**Text excerpt**
....

# Roubaix Bar Tape?



## garciawork (Aug 14, 2008)

Is it good? I had whatever came stock on my Tarmac Elite, and need new tape, I could just go with some DEDA tape, but if the Specialized stuff is actually good, may want to try that. What say you?


----------



## pdainsworth (Jun 6, 2004)

I prefer the S-Wrap. The Roubaix tape feels like velour mixed with tissue paper. I know, it's tough to imagine, but that's the best I can come up with.


----------



## Dr_John (Oct 11, 2005)

> I prefer the S-Wrap. The Roubaix tape feels like velour mixed with tissue paper. I know, it's tough to imagine, but that's the best I can come up with.


+1 I've tried a lot of tapes, but really have grown fond of S-Wrap. I hated the Roubaix tape, and that's a pretty good description.


----------



## tom_h (May 6, 2008)

I've used the Deda and Spec'y Roubaix tape in the last 6 months, and prefer the Roubaix.

IMHO, the Roubaix was a bit thicker, bit more cushioning, and is provided with at least 8" more length. As others pointed out, it has a rougher "Terry cloth" texture, whether you like it or not is personal choice.

The Deda was marginal length, and I had to re-tape to avoid running out. Also, I didn't like the adhesive goo it left behind. 

No experience w/ "S Wrap" tape.

On an upcoming bike build, I'm going to use Fizik Micrrotex ... I like its appearance, but don't yet know what it's like to ride with.

reagrdless, bar tape is an inexpensive consumeable ... no great loss if you don't like it.


----------



## babylou (Jul 13, 2008)

I prefer the rough Roubaix over S Wrap. Love the gel pads too.


----------



## garbec (Mar 3, 2006)

I've used both and like both. I like the feel of the textured Roubaix Tape - white would probably be tough to keep clean. I find the S-Wrap can get a bit slick feeling when wet from sweat on the hot days...


----------

....

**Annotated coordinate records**
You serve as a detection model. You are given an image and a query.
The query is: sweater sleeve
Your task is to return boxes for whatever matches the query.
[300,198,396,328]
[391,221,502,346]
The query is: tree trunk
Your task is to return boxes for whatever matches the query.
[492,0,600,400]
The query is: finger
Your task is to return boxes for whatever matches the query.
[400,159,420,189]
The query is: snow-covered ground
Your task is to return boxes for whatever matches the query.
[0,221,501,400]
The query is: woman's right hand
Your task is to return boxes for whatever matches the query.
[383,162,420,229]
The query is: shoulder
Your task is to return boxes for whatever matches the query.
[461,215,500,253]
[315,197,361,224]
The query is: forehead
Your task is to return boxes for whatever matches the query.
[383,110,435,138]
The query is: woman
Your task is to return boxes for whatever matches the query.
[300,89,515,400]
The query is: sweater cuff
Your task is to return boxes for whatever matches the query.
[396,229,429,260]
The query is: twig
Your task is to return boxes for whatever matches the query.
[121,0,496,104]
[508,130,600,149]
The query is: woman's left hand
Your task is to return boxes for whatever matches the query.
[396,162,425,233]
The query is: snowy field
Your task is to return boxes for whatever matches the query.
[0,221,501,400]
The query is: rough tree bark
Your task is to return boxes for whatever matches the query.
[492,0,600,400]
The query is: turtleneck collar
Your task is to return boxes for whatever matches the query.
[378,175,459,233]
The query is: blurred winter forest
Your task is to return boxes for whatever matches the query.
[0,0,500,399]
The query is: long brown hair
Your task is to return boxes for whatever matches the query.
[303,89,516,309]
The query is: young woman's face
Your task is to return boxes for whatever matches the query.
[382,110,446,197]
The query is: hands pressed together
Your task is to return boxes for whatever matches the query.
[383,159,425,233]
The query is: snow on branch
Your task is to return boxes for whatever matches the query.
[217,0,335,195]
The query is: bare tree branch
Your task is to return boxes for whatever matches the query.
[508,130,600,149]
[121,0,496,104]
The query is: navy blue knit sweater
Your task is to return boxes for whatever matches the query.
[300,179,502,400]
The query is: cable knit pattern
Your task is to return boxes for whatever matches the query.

....

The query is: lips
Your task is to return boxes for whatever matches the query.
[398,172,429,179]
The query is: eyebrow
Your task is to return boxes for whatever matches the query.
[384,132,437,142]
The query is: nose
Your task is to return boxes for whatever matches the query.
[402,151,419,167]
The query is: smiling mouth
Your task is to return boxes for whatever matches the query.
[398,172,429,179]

....

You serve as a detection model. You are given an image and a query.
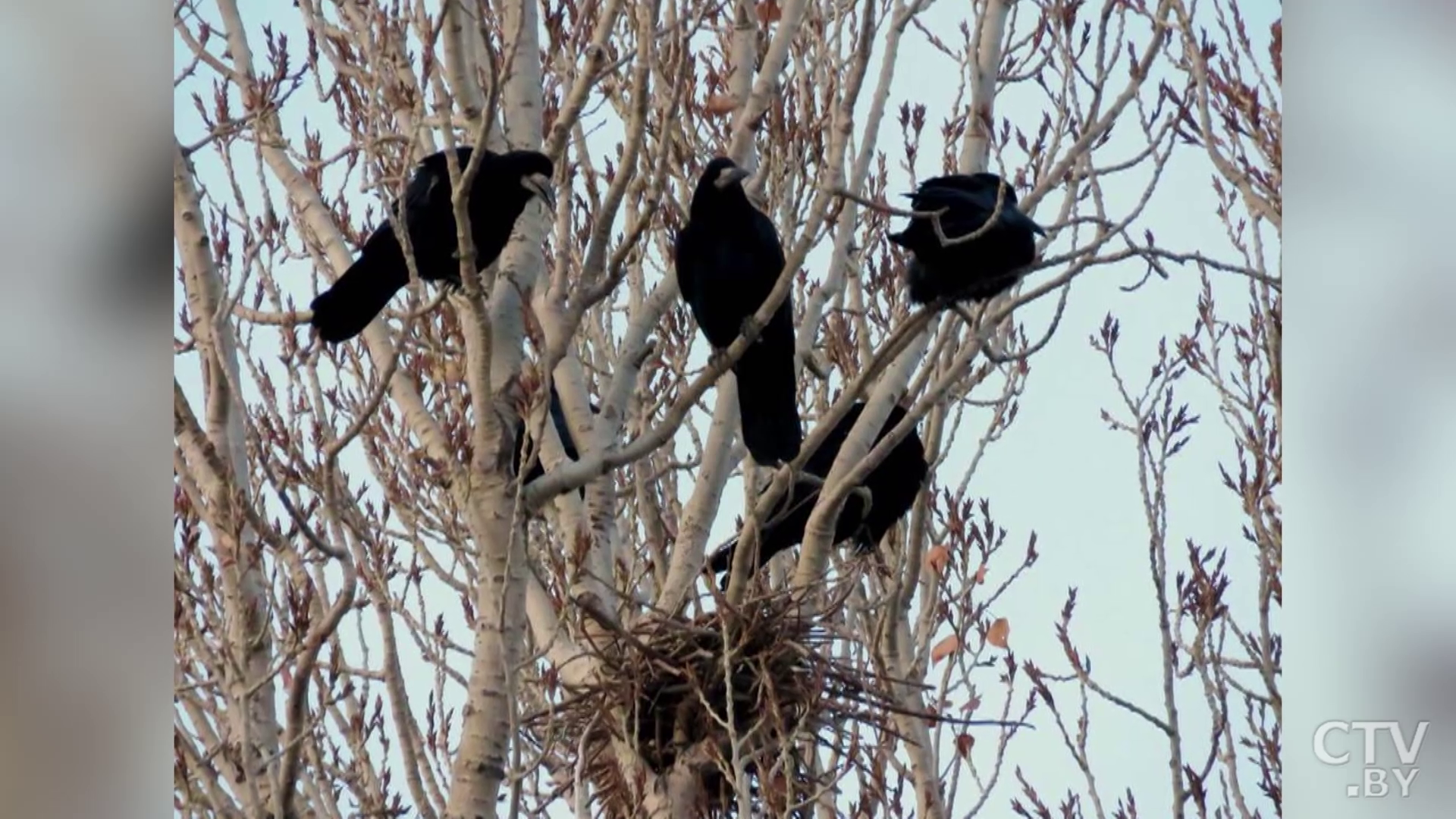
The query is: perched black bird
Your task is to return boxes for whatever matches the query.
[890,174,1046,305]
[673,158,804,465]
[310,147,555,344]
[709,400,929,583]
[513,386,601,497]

....

**Set problem 1**
Answer these from the bar tape thread:
(a) On which bike did the first poster have the stock tape?
(b) How much more length does tom_h say the Roubaix tape comes with?
(c) According to garbec, when can S-Wrap start to feel slick?
**Set problem 2**
Return everything in the bar tape thread from "The Deda was" down to "to ride with.", copied word for word.
Work from the bar tape thread alone and leave the rows aside.

**Task result 1**
(a) A Tarmac Elite.
(b) At least 8" more.
(c) When it is wet from sweat on hot days.

**Task result 2**
The Deda was marginal length, and I had to re-tape to avoid running out. Also, I didn't like the adhesive goo it left behind. 

No experience w/ "S Wrap" tape.

On an upcoming bike build, I'm going to use Fizik Micrrotex ... I like its appearance, but don't yet know what it's like to ride with.